── Exercise materials

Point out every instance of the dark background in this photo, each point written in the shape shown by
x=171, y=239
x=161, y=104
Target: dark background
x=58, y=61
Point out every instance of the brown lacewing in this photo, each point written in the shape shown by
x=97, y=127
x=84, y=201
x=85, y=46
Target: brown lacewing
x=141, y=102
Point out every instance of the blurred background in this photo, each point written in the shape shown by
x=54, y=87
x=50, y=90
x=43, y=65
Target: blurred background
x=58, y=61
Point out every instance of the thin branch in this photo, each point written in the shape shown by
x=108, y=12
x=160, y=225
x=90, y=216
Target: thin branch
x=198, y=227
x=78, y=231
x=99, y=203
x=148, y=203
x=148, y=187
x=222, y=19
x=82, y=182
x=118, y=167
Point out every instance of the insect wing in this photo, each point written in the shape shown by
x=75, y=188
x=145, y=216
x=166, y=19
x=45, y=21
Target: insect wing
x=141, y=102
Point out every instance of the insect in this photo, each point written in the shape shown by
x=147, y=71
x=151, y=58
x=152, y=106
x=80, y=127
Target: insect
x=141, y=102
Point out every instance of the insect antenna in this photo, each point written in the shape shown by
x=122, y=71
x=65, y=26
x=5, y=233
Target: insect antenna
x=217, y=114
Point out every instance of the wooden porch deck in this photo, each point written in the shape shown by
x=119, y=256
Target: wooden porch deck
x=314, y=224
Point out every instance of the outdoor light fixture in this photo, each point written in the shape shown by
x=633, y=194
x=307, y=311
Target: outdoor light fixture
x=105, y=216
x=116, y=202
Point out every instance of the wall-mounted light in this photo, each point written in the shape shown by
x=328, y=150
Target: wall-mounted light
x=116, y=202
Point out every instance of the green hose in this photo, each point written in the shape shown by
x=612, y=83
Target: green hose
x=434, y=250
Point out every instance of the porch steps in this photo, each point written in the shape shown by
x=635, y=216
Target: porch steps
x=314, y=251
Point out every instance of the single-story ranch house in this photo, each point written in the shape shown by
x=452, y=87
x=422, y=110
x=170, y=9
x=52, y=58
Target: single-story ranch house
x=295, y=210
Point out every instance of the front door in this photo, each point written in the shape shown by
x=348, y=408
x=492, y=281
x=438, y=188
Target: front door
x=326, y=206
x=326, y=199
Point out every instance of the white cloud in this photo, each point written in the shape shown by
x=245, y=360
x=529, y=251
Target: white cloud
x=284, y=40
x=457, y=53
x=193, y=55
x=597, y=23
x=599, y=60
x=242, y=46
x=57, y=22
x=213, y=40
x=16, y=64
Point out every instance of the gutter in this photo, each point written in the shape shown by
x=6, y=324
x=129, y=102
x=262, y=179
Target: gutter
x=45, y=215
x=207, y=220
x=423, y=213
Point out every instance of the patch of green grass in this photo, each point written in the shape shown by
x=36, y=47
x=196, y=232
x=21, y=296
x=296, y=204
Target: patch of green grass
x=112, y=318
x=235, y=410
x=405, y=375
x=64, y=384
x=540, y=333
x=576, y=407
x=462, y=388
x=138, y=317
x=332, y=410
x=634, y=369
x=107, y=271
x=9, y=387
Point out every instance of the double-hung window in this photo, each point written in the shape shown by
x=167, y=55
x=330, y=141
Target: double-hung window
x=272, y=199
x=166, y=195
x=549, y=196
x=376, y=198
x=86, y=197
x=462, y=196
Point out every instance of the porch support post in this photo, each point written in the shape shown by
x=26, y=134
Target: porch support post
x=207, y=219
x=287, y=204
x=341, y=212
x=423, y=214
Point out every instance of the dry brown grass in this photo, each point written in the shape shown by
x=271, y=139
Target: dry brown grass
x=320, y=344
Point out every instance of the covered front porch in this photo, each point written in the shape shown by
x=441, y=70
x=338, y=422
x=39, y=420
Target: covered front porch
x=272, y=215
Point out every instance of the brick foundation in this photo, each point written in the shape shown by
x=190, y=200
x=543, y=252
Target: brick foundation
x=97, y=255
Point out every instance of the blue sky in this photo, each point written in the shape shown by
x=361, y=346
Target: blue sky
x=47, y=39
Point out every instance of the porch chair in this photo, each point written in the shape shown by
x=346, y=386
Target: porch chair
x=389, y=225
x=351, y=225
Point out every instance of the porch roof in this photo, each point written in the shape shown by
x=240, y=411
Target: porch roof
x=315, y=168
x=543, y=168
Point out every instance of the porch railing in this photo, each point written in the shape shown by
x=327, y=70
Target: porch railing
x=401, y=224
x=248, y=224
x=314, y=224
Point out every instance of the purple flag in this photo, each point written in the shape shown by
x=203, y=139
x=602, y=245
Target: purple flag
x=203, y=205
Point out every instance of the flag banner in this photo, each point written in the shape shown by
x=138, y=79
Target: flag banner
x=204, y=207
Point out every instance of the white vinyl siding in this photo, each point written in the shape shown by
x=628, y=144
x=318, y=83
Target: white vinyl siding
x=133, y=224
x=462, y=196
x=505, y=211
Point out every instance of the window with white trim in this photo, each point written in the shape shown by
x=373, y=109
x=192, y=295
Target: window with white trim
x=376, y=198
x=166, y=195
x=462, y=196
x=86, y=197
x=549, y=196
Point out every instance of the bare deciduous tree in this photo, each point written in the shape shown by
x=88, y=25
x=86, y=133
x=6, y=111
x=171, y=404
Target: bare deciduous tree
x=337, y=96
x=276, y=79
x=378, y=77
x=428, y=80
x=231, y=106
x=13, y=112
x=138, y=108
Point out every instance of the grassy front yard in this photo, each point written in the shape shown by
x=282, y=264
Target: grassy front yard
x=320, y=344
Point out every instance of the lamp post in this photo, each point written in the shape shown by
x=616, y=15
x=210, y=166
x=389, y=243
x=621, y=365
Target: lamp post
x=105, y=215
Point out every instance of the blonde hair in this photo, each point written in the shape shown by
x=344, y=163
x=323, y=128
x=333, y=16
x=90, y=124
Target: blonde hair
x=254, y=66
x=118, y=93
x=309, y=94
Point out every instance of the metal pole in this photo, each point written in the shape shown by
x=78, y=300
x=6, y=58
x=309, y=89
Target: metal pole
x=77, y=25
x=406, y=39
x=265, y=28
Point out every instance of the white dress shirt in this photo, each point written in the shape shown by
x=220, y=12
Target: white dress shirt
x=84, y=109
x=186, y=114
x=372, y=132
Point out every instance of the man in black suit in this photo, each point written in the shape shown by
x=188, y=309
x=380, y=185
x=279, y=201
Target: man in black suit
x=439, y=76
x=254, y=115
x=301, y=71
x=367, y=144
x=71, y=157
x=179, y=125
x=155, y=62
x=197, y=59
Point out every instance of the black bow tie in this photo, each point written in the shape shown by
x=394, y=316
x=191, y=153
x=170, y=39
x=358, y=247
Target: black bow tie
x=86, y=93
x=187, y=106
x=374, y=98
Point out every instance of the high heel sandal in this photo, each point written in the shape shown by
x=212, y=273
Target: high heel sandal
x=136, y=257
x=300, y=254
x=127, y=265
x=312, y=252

────

Extract every line of the entries above and reproduce each one word for word, keeping the original order.

Point out every instance of the dark background in this photo, each point written in the shape shown by
x=171, y=239
x=161, y=104
Target: dark background
x=58, y=61
Point out every instance of the brown lacewing in this photo, each point written in the shape shown by
x=97, y=127
x=84, y=201
x=85, y=46
Target: brown lacewing
x=141, y=102
Point out every instance of the blurred background in this photo, each point written in the shape shown by
x=54, y=87
x=50, y=90
x=43, y=65
Target: blurred background
x=58, y=61
Point out every instance of the thin branch in this photo, each point written in the shape shown by
x=108, y=12
x=160, y=225
x=90, y=216
Target: thin branch
x=198, y=227
x=78, y=231
x=99, y=203
x=148, y=203
x=148, y=187
x=222, y=19
x=82, y=182
x=118, y=167
Point out every instance of the insect wing in this photo, each point written in the shape shown by
x=75, y=188
x=145, y=216
x=166, y=19
x=45, y=21
Target: insect wing
x=141, y=102
Point out every instance of the insect in this photo, each point written in the shape shown by
x=147, y=71
x=151, y=58
x=152, y=106
x=80, y=127
Target: insect
x=141, y=102
Point out every instance of the insect antenna in this photo, each point written in the shape shown by
x=122, y=71
x=65, y=26
x=5, y=233
Target: insect antenna
x=217, y=114
Point out every instance of the wooden porch deck in this photo, each point written in the shape shown by
x=119, y=256
Target: wooden porch deck
x=314, y=224
Point out every instance of the outdoor light fixture in this photo, each point written in the shape shown by
x=633, y=194
x=307, y=311
Target: outdoor light fixture
x=105, y=216
x=116, y=202
Point out every instance of the wall-mounted light in this photo, each point written in the shape shown by
x=328, y=150
Target: wall-mounted light
x=116, y=202
Point out every instance of the green hose in this photo, each point written in the shape shown by
x=612, y=83
Target: green hose
x=434, y=250
Point out every instance of the porch steps in this photo, each point written in the shape shown by
x=635, y=216
Target: porch steps
x=314, y=251
Point out every instance of the single-story ranch house in this photo, each point written in the shape shown by
x=452, y=87
x=422, y=110
x=170, y=9
x=52, y=58
Target: single-story ranch house
x=295, y=210
Point out every instance of the front door in this photo, each point written in the shape shown by
x=348, y=408
x=492, y=281
x=438, y=188
Target: front door
x=326, y=206
x=326, y=199
Point out every instance of the white cloud in this photo, each point written in the shape shown by
x=245, y=360
x=529, y=251
Target: white cloud
x=284, y=40
x=457, y=53
x=193, y=55
x=597, y=23
x=599, y=60
x=242, y=46
x=57, y=22
x=213, y=40
x=16, y=64
Point out every instance of the gutter in this photo, each point written in the shape shown by
x=6, y=324
x=129, y=102
x=262, y=179
Target: gutter
x=45, y=215
x=207, y=220
x=423, y=213
Point out every instance of the patch of green grass in this photo, each point written in the shape shown by
x=36, y=47
x=196, y=232
x=21, y=296
x=296, y=204
Target: patch of green grass
x=112, y=318
x=235, y=410
x=405, y=375
x=64, y=384
x=540, y=333
x=576, y=407
x=462, y=388
x=138, y=317
x=332, y=410
x=634, y=369
x=107, y=271
x=9, y=387
Point out every instance of the double-hung window in this photo, each point written in the shape shown by
x=167, y=55
x=330, y=141
Target: double-hung window
x=272, y=199
x=166, y=195
x=549, y=196
x=376, y=198
x=86, y=197
x=462, y=196
Point out every instance of the porch support post in this photo, each point written in the shape shown by
x=26, y=134
Target: porch support post
x=207, y=219
x=287, y=204
x=341, y=212
x=423, y=214
Point out every instance of the dry brown grass in this photo, each point written in the shape shown by
x=271, y=139
Target: dry brown grass
x=320, y=344
Point out every instance of the covered front porch in this photo, each point written in the shape shown by
x=441, y=70
x=338, y=422
x=39, y=420
Target: covered front porch
x=272, y=215
Point out every instance of the brick foundation in this photo, each point written in the shape shown by
x=190, y=200
x=543, y=252
Target: brick foundation
x=97, y=255
Point out every instance of the blue sky in this photo, each point written in the shape shown by
x=361, y=346
Target: blue sky
x=47, y=39
Point out every instance of the porch chair in this photo, each point written in the shape shown by
x=346, y=386
Target: porch chair
x=389, y=225
x=351, y=225
Point out every instance of the porch roof in this photo, each point written in the shape shown by
x=240, y=411
Target: porch roof
x=315, y=168
x=543, y=168
Point out every instance of the porch railing in this photo, each point written in the shape shown by
x=327, y=70
Target: porch railing
x=401, y=224
x=248, y=224
x=314, y=224
Point out every instance of the purple flag in this photo, each point written in the shape shown by
x=203, y=139
x=602, y=245
Target: purple flag
x=203, y=205
Point out every instance of the flag banner in this photo, each point written in the shape shown by
x=138, y=79
Target: flag banner
x=204, y=207
Point out every instance of the white vinyl siding in this photo, each point written in the shape shown by
x=628, y=144
x=318, y=83
Target: white vinyl siding
x=133, y=224
x=462, y=196
x=505, y=211
Point out every instance of the window with white trim in this photo, each point written in the shape shown by
x=373, y=109
x=192, y=295
Target: window with white trim
x=376, y=198
x=166, y=195
x=462, y=196
x=86, y=197
x=549, y=196
Point out every instance of the bare deciduous tree in this photo, each point written in the shape shown by
x=88, y=25
x=86, y=133
x=6, y=111
x=171, y=404
Target: bare deciduous tree
x=337, y=96
x=276, y=79
x=378, y=77
x=428, y=80
x=231, y=106
x=13, y=112
x=138, y=108
Point out every instance of the grassy front yard in this photo, each point written in the shape shown by
x=282, y=264
Target: grassy front yard
x=320, y=344
Point out every instance of the lamp post in this photo, each point written in the shape shown by
x=616, y=15
x=210, y=166
x=389, y=243
x=621, y=365
Target: lamp post
x=105, y=215
Point out every instance of the blonde hair in this photo, each point written in the shape shown by
x=344, y=163
x=323, y=128
x=333, y=16
x=90, y=124
Target: blonde hair
x=254, y=66
x=118, y=93
x=309, y=94
Point out every instance of the metal pole in this photo, each point written in the shape shown by
x=78, y=300
x=6, y=58
x=309, y=89
Target: metal pole
x=77, y=25
x=406, y=39
x=265, y=28
Point out every instance of the white dress shirt in this photo, each point written in the shape shown by
x=220, y=12
Target: white dress shirt
x=84, y=109
x=186, y=114
x=372, y=132
Point out every instance of the man in black suit in this photo, each point written in the shape shown by
x=188, y=309
x=380, y=185
x=279, y=201
Target: man in black suit
x=439, y=76
x=254, y=115
x=301, y=71
x=367, y=144
x=71, y=157
x=179, y=125
x=155, y=62
x=197, y=59
Point out every instance of the black bow tie in this photo, each point written in the shape shown by
x=394, y=316
x=191, y=153
x=170, y=39
x=358, y=247
Target: black bow tie
x=86, y=93
x=187, y=106
x=374, y=98
Point out every instance of the high heel sandal in this photo, each point written in the shape shown by
x=212, y=273
Target: high heel sandal
x=136, y=257
x=300, y=254
x=127, y=265
x=312, y=252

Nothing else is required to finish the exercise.